# Document text
- Flag of Wisconsin
- Active: June 14, 1864 – September 16, 1864
- Country: United States
- Allegiance: Union
- Branch: Infantry
- Size: Regiment
- Engagements: American Civil War Second Battle of Memphis;

Commanders
- Colonel: W. Augustus Ray

= 40th Wisconsin Infantry Regiment =

Union Army infantry regiment

The 40th Wisconsin Infantry Regiment was a volunteer infantry regiment that served in the Union Army during the American Civil War. It was among scores of regiments that were raised in the summer of 1864 as Hundred Days Men, an effort to augment existing manpower for an all-out push to end the war within 100 days.

==Service==
The 40th Wisconsin was organized at Madison, Wisconsin, and mustered into Federal service on June 14, 1864.

The regiment was mustered out on September 16, 1864.

==Casualties==
The 40th Wisconsin suffered 1 officer and 18 enlisted men who died of disease, for a total of 19 fatalities.

==Notable people==
- W. C. Bailey was corporal in Co. F. After the war he became a California state legislator and city manager of San Jose, California.
- James M. Bingham was major of the regiment. After the war he became the 20th speaker of the Wisconsin State Assembly and the 13th Lieutenant Governor of Wisconsin.
- Charles H. Allen was the captain of Company D. After the war, he became the founding Principal of the University of Wisconsin–Platteville, and a Principal of San Jose State University.
- Orrin W. Blanchard, the brother of Caleb S. Blanchard, was surgeon of the regiment.
- William Avery Cochrane was a private in Co. B. After the war he became a Wisconsin state legislator.
- Alexander J. Craig was adjutant of the regiment. After the war he became the 8th Superintendent of Public Instruction of Wisconsin.

# Study material
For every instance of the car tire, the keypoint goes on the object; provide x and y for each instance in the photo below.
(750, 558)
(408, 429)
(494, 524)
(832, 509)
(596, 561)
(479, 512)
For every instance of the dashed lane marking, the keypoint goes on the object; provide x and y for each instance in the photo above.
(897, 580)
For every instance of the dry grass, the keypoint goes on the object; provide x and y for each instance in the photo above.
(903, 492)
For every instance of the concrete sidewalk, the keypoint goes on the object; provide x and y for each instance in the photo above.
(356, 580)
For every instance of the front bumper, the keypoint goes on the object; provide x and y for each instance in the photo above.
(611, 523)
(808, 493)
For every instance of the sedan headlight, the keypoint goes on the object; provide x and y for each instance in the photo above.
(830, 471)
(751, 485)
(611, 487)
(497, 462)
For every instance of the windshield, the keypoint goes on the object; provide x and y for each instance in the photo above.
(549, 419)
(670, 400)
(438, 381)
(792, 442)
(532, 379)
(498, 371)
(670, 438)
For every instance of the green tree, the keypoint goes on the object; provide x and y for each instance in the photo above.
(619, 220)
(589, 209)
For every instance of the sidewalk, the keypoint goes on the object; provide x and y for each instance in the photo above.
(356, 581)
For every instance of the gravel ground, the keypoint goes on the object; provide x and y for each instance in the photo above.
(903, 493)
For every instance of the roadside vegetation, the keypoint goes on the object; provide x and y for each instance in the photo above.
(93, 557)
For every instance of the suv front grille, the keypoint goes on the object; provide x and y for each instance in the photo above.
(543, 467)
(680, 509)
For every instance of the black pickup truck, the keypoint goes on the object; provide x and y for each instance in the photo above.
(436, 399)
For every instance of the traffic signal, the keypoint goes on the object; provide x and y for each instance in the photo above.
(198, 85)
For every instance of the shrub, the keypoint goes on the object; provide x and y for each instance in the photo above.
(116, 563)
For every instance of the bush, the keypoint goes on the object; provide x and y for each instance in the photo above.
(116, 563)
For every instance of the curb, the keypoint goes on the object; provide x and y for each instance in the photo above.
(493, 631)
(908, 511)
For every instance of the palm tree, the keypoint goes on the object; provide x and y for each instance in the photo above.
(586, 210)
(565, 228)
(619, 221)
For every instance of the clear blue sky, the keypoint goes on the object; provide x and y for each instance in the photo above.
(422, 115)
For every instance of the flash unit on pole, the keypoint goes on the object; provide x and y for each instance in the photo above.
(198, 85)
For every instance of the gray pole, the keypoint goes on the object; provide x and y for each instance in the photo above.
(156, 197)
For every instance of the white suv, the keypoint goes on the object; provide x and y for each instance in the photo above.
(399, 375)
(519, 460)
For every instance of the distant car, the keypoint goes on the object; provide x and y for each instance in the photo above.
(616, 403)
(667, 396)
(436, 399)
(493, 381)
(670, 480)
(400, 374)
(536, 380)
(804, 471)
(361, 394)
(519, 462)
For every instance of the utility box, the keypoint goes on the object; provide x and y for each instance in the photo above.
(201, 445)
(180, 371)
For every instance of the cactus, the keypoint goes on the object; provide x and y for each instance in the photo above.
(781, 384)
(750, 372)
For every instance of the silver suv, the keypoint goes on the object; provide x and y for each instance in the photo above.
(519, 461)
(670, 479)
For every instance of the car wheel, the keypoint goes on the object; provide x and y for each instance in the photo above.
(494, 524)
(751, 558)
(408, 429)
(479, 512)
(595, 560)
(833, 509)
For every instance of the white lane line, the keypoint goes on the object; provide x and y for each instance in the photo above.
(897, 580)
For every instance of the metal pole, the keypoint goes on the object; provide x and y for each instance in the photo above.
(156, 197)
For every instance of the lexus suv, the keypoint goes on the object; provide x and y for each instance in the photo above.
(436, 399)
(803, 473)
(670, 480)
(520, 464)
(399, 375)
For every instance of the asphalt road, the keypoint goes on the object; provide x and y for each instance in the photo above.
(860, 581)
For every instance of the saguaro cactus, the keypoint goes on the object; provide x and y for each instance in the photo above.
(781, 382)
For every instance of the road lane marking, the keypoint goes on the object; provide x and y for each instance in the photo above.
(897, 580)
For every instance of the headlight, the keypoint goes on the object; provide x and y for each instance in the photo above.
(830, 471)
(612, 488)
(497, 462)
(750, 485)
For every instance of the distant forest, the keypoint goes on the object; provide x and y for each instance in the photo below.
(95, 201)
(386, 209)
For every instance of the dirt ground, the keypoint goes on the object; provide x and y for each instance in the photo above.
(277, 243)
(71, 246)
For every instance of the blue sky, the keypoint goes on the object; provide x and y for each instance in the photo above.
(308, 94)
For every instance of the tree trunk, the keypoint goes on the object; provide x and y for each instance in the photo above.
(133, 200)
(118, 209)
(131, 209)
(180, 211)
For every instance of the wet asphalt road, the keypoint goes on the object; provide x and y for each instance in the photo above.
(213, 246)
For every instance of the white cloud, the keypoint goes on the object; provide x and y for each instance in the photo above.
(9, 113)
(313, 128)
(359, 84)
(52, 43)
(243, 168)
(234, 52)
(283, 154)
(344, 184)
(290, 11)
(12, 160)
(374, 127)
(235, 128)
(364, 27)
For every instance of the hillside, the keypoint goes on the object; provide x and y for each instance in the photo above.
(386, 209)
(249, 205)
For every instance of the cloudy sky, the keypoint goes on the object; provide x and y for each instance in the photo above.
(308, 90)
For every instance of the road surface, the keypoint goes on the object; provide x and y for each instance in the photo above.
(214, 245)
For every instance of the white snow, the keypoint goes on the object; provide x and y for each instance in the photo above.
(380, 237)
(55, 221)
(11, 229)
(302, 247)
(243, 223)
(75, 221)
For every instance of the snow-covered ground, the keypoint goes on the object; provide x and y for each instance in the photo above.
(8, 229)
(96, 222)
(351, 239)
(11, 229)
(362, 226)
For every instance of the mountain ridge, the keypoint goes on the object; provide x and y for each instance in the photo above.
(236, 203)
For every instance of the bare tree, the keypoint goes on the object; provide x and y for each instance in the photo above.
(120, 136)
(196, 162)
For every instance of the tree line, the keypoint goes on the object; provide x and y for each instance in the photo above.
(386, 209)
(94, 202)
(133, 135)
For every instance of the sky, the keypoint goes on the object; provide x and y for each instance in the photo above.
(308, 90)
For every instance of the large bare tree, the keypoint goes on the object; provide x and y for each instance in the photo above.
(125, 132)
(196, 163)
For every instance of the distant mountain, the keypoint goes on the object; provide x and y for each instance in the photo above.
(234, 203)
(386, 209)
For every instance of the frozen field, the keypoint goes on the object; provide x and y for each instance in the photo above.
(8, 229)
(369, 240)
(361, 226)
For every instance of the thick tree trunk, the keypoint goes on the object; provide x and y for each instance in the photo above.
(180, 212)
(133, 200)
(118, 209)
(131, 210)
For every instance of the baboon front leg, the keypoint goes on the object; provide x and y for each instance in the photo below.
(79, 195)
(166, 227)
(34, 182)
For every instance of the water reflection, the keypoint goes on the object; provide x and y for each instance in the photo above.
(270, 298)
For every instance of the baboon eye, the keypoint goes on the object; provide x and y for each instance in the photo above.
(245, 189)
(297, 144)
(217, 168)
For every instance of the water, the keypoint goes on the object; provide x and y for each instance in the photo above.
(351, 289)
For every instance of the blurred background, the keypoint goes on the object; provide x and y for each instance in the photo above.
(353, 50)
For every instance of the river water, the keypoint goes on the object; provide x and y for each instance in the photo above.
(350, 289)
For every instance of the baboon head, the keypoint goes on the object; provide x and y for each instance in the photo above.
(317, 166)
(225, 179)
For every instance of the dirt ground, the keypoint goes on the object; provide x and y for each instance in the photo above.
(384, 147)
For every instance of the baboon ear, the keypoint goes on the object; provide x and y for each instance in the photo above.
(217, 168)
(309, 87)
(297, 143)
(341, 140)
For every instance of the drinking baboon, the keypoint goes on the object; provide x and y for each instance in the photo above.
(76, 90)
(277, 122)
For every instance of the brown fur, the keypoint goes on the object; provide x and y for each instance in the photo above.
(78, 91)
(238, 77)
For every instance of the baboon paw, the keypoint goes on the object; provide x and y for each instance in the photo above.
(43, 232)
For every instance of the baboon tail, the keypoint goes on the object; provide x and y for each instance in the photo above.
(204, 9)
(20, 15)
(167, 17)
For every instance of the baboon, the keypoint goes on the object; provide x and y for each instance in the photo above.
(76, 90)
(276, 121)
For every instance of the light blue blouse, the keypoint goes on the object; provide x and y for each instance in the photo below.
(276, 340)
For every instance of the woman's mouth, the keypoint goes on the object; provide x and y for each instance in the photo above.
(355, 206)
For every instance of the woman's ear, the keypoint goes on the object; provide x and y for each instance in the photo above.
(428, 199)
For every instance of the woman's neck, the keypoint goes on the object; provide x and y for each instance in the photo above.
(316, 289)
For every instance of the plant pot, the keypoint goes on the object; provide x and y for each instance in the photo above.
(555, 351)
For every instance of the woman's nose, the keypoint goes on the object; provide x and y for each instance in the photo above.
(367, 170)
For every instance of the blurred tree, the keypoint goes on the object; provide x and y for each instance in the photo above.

# Task list
• a. Quote the stretch of the 40th Wisconsin Infantry text from "The regiment was" through "San Jose, California.".
• b. Write what comes next in the 40th Wisconsin Infantry article, picking up after its final sentence.

# Results for each task
• a.
The regiment was mustered out on September 16, 1864.

==Casualties==
The 40th Wisconsin suffered 1 officer and 18 enlisted men who died of disease, for a total of 19 fatalities.

==Notable people==
- W. C. Bailey was corporal in Co. F. After the war he became a California state legislator and city manager of San Jose, California.

• b.
- Pitt Noble Cravath, son of Prosper Cravath, was a private in Co. D.
- Samuel Fallows was lieutenant colonel of the regiment and later served as colonel of the 49th Wisconsin Infantry Regiment. Earlier in the war, he was chaplain of the 32nd Wisconsin Infantry Regiment. After the war he became the 9th Superintendent of Public Instruction of Wisconsin and Presiding Bishop of the Reformed Episcopal Church.
- M. H. Fisk was a private in Co. E. After the war he became the first mayor of De Pere, Wisconsin.
- Edward E. Merritt was a private in Co. G. After the war he became a Wisconsin state legislator.
- John Coit Spooner was a private in Co. D. After the war he became a United States Senator.
- Jesse B. Thayer was a private in Co. C. He later served in Co. D, 49th Wisconsin Infantry Regiment, and rose to the rank of sergeant. After the war he became a Wisconsin legislator and the 13th Superintendent of Public Instruction of Wisconsin.

==See also==

- List of Wisconsin Civil War units
- Wisconsin in the American Civil War

==Popular culture==
- "Welcome Song of the 40th Wisconsin Volunteers" Words by Lt. S. Fillmore Bennett, 1864, music by T. Martin Towne.